# Ähnliches System wie Wikipedia ?



## CHTMLVBFeli (5. Dezember 2011)

Ho Ho Ho lieb Leute  ,
Wie kann man ein System wie Wikpedia realisieren,
also :"http://de.wikipedia.org/wiki/*Wikipedia*"
Ich hab auch keine Ahnung wie man so was nennt.
Deswegen hab ich in Google auch nichts gefunden! ! 
Vielen Dank im Voraus
Liebe Grüße
CHTMLVBFELI


----------



## sheel (5. Dezember 2011)

Hi

http://blub.org/wiki/Auto
wird mit _ModRewrite_ in sowas
http://blub.org/seite.php?wort=Auto
umgewandelt, dann gehts problemlos zentral mit PHP weiter.

Dazu, wie man solche Umleitungsregeln macht,
findet man auf deren Seite viele Beispiele und Anleitungen.

Gruß


----------



## Dr Dau (5. Dezember 2011)

Hallo!



CHTMLVBFeli hat gesagt.:


> Ich hab auch keine Ahnung wie man so was nennt.


user friendly URL
benutzerfreundliche URL
suchmaschinenfreundliche URL
SEO URL
Such Dir was aus. 

Kurztrip:
http://de.wikipedia.org/wiki/Rewrite-Engine
ausfürlicher:
http://www.mediawiki.org/wiki/Manual:Short_URL/Apache_Rewrite_rules
oder als lange (bzw. schwer zu merkende) URL:
http://www.mediawiki.org/w/index.php?title=Manual:Short_URL/Apache_Rewrite_rules

Gruss Dr Dau


----------



## CHTMLVBFeli (6. Dezember 2011)

Vielen Dank! !  
Ich probiers heute mal aus 
Liebe Grüße
CHTMLVBFeli


----------

» Anweisungen
(a) Mit welchem Werkzeug wird laut dem Forenthread die Adresse http://blub.org/wiki/Auto umgewandelt?
(b) Gib den Abschnitt des Forenthreads von „## CHTMLVBFeli (5.“ bis „nichts gefunden! !“ wortgetreu aus.

» Datenauszüge
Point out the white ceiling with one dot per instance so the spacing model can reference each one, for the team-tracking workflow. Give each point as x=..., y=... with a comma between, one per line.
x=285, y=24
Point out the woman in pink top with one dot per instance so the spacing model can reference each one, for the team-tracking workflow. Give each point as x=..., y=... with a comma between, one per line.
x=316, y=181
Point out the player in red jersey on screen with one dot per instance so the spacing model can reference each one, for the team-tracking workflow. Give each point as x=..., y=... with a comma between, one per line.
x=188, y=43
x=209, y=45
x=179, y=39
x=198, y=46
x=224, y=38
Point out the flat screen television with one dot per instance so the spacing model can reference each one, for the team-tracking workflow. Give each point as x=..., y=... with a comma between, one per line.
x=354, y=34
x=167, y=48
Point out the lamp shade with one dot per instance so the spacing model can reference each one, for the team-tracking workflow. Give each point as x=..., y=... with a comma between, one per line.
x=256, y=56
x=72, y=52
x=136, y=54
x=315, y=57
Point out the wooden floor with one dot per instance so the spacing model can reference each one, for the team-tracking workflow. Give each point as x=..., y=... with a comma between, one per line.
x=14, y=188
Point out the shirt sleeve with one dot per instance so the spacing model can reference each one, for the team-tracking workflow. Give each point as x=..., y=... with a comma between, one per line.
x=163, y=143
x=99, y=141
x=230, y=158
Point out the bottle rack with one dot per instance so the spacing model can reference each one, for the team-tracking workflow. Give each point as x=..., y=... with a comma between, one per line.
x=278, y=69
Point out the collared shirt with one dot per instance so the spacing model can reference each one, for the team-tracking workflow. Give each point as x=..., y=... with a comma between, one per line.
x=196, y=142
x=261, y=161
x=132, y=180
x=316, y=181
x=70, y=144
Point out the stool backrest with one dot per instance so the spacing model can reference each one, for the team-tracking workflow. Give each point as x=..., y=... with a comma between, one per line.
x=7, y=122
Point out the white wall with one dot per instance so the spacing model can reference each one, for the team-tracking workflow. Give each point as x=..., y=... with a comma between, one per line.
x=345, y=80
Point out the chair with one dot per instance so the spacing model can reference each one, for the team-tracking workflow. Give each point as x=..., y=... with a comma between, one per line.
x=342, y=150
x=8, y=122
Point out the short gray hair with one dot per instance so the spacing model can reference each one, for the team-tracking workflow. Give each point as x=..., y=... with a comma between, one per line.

» Endergebnisse
(a) Mit ModRewrite.

(b)
## CHTMLVBFeli (5. Dezember 2011)

Ho Ho Ho lieb Leute  ,
Wie kann man ein System wie Wikpedia realisieren,
also :"http://de.wikipedia.org/wiki/*Wikipedia*"
Ich hab auch keine Ahnung wie man so was nennt.
Deswegen hab ich in Google auch nichts gefunden! !